■ Problem description
Word for word, copy out every line of the records, omitting each picture.

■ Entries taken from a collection
========================

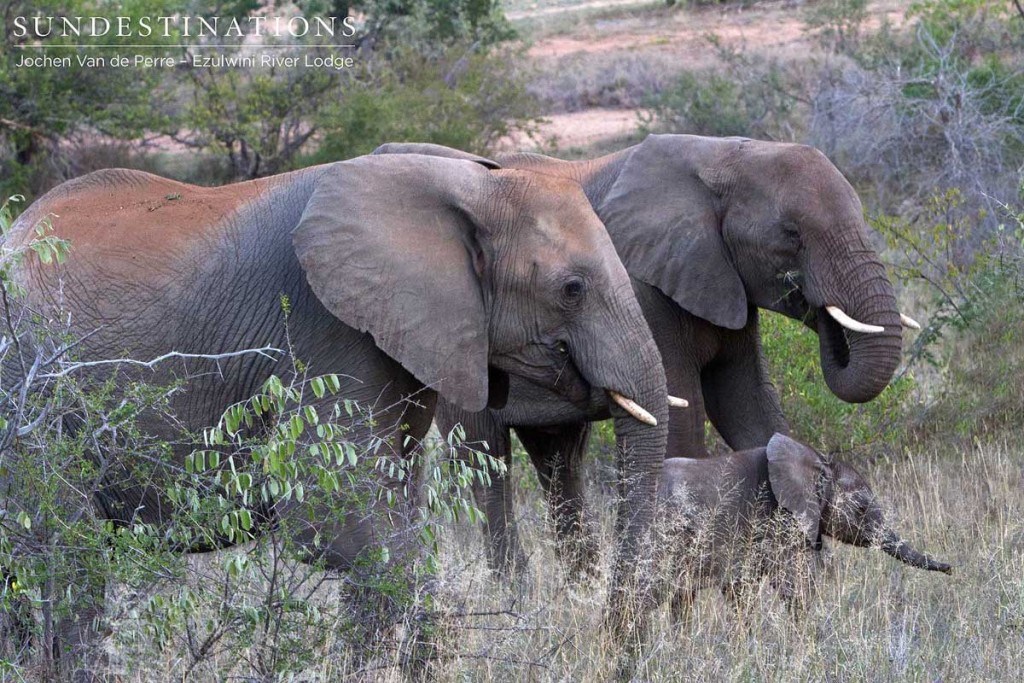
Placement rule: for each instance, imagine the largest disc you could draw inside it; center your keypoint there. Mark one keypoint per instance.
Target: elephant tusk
(909, 322)
(633, 409)
(850, 324)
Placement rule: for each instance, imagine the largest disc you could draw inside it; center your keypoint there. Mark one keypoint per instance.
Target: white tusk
(909, 322)
(850, 324)
(633, 409)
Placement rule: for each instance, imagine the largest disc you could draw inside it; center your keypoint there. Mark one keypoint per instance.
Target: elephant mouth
(550, 367)
(835, 338)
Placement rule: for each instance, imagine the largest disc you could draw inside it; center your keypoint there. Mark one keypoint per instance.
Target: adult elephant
(710, 229)
(410, 275)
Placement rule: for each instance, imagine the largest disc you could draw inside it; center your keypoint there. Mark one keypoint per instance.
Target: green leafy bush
(69, 434)
(974, 335)
(751, 97)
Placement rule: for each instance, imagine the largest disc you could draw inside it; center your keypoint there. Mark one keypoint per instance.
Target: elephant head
(832, 498)
(477, 272)
(723, 224)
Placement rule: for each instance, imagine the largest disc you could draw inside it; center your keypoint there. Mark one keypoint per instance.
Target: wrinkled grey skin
(763, 512)
(710, 229)
(411, 276)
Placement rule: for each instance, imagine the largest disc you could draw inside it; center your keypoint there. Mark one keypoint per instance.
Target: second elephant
(710, 229)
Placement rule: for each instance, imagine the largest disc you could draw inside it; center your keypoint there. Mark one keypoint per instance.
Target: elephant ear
(795, 472)
(389, 246)
(431, 150)
(664, 220)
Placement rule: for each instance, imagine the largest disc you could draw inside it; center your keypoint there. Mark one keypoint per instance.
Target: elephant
(710, 229)
(411, 276)
(763, 512)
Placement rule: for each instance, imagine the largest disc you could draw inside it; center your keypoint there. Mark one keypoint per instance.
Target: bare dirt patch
(678, 36)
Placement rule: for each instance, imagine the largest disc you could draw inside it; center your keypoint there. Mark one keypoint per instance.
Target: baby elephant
(762, 512)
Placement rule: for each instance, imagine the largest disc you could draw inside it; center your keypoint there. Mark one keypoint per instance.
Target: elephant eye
(572, 291)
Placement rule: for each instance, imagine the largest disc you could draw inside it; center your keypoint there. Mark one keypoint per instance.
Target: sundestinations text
(263, 59)
(185, 27)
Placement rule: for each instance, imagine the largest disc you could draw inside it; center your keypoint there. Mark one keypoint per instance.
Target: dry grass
(871, 619)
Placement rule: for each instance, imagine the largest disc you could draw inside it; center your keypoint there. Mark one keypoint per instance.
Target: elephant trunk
(635, 373)
(896, 547)
(857, 366)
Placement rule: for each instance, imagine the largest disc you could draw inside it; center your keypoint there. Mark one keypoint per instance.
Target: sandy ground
(774, 29)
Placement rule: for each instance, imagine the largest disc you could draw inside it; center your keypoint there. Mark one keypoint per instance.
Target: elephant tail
(901, 550)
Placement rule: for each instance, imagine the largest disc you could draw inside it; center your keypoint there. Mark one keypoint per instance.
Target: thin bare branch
(265, 351)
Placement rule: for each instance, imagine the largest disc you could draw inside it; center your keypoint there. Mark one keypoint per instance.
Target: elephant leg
(741, 401)
(557, 454)
(505, 553)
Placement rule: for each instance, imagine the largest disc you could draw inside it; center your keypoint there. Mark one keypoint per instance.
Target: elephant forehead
(562, 213)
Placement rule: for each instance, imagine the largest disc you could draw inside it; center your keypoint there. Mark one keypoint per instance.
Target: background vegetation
(920, 104)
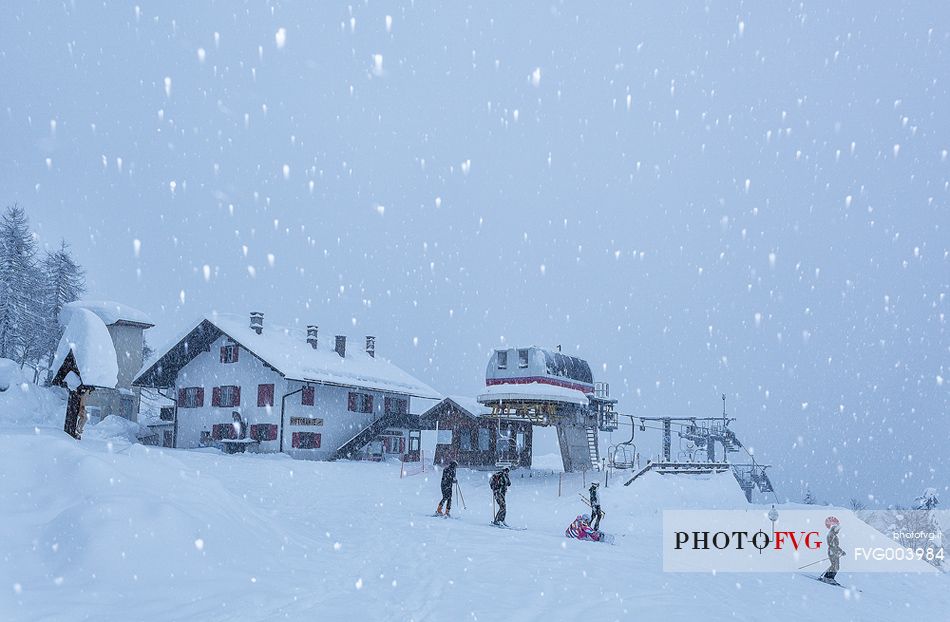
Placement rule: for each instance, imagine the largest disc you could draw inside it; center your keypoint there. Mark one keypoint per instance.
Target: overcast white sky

========================

■ Answer box
Placement rule: for each instance, imagine the largest disc you could draw inside it; center your keypoint there. Mark one keypoint per instance.
Target: elephant tusk
(909, 322)
(633, 409)
(850, 324)
Placement rule: for each instance, imagine the largest disc you could draw inside it; center your keypoint there. Mark one keypoint per instance.
Target: white tusk
(909, 322)
(850, 324)
(633, 409)
Placement rule: for each instance, imagine the largest disc you could draw inside it; center your keypoint there. Mark one keypoint per instance.
Target: elephant mouth
(550, 367)
(835, 338)
Placement rule: for each instance, imagine the largest disc you could draw inside it; center your keypoint there. Mark one keypoint per instance.
Target: adult elephant
(710, 229)
(410, 275)
Placement rule: for each instance, imagine the largest disc you could draw inside it; center your keypoint there. Mark one keypoint per instance.
Target: green leafy bush
(69, 434)
(974, 335)
(751, 97)
Placement rule: for each instance, imagine the largest disc you could draw inside it; center your keypoint there. Mark one keypoint per instance.
Target: elephant head
(832, 498)
(477, 272)
(723, 224)
Placement rule: for each instance, imagine the largest disc you could draw inside it; center your keypoint there. Mark one keypoint per instance.
Target: wrinkled grey skin
(763, 512)
(710, 229)
(411, 276)
Placement rule: for each instance, imagine the largest disc you could draw inside it; center your keypoint there. Mark one keypoint per instance.
Target: second elephant
(710, 229)
Placement rule: for each instance, imagine the largest disc you could draw inside it; center your keypoint there. Mark one keypoint per instance.
Target: elephant ear
(795, 472)
(389, 246)
(431, 150)
(664, 220)
Placement rule: for each instance, imagine the largest disc you could draw inside it; center your keypoint there. Mark one keypoint per instance.
Target: elephant
(710, 229)
(411, 276)
(763, 512)
Placement rule: for each instance, imagine the largest disc you could draw inside it; center your keypoint there. Mark one keypoint per instance.
Target: bare dirt patch
(678, 36)
Placement rule: for each instance, imagine the largest disc you could draw inside it; center your keypoint there. Mark one keypoint per instance.
Target: baby elephant
(762, 512)
Placement rule: for each instance, imagine the largest disc you could draw inside it; center your keypoint there. Mark one keypoint per instance.
Target: elephant eye
(572, 291)
Placement rule: for each instance, imagine the largest disc you could draw inside it; center your keypoint there. Mark one keypoint per instance.
Target: sundestinations text
(263, 59)
(185, 27)
Placement rule: for each instance, imagine the largest disc you could draw inside it; center your keypoint there. Mark one keypoint per instance.
Target: dry grass
(871, 619)
Placement rule: for each instance, imagine the largest disc you could draw inside it; center your keypoint there. Mark one keypoint per instance.
Target: elephant trunk
(635, 373)
(896, 547)
(857, 366)
Placement rule: for each instance, imagine the largest disc you could draw inside it; center your keypoint there. Mark one keypoint per instance.
Target: sandy ground
(774, 29)
Placement rule: for each instance, imagine the largest disc you could draw inside it; center your keypoint there. Mark one keypoint per instance.
Target: elephant tail
(901, 550)
Placement rule: for each instance, imagine the largest disc you could draw inside it; center your keypoint there. Mark one keypoint per instance.
Target: thin bare branch
(265, 351)
Placement rule: for each instance, imagine the largest disc you could draw inside it; center your keypoint there. Mark one keypoint per instance.
Target: elephant leg
(741, 401)
(557, 454)
(505, 553)
Placement rule: for each instance, imagine the largest disc you could draw inside it; center your keypoint there. Mark one keypoint per instance.
Target: elephant forehead
(562, 213)
Placement rule: for each instance, imagine the largest disc you could draw inside it; center your keypoint there. Mark one keypoint per instance.
Target: background vegetation
(920, 104)
Placement rule: for each instance, imagine the largest disc you could draw inside it; center your keypoint there. Mark one keypoint per instance.
Target: overcast white sky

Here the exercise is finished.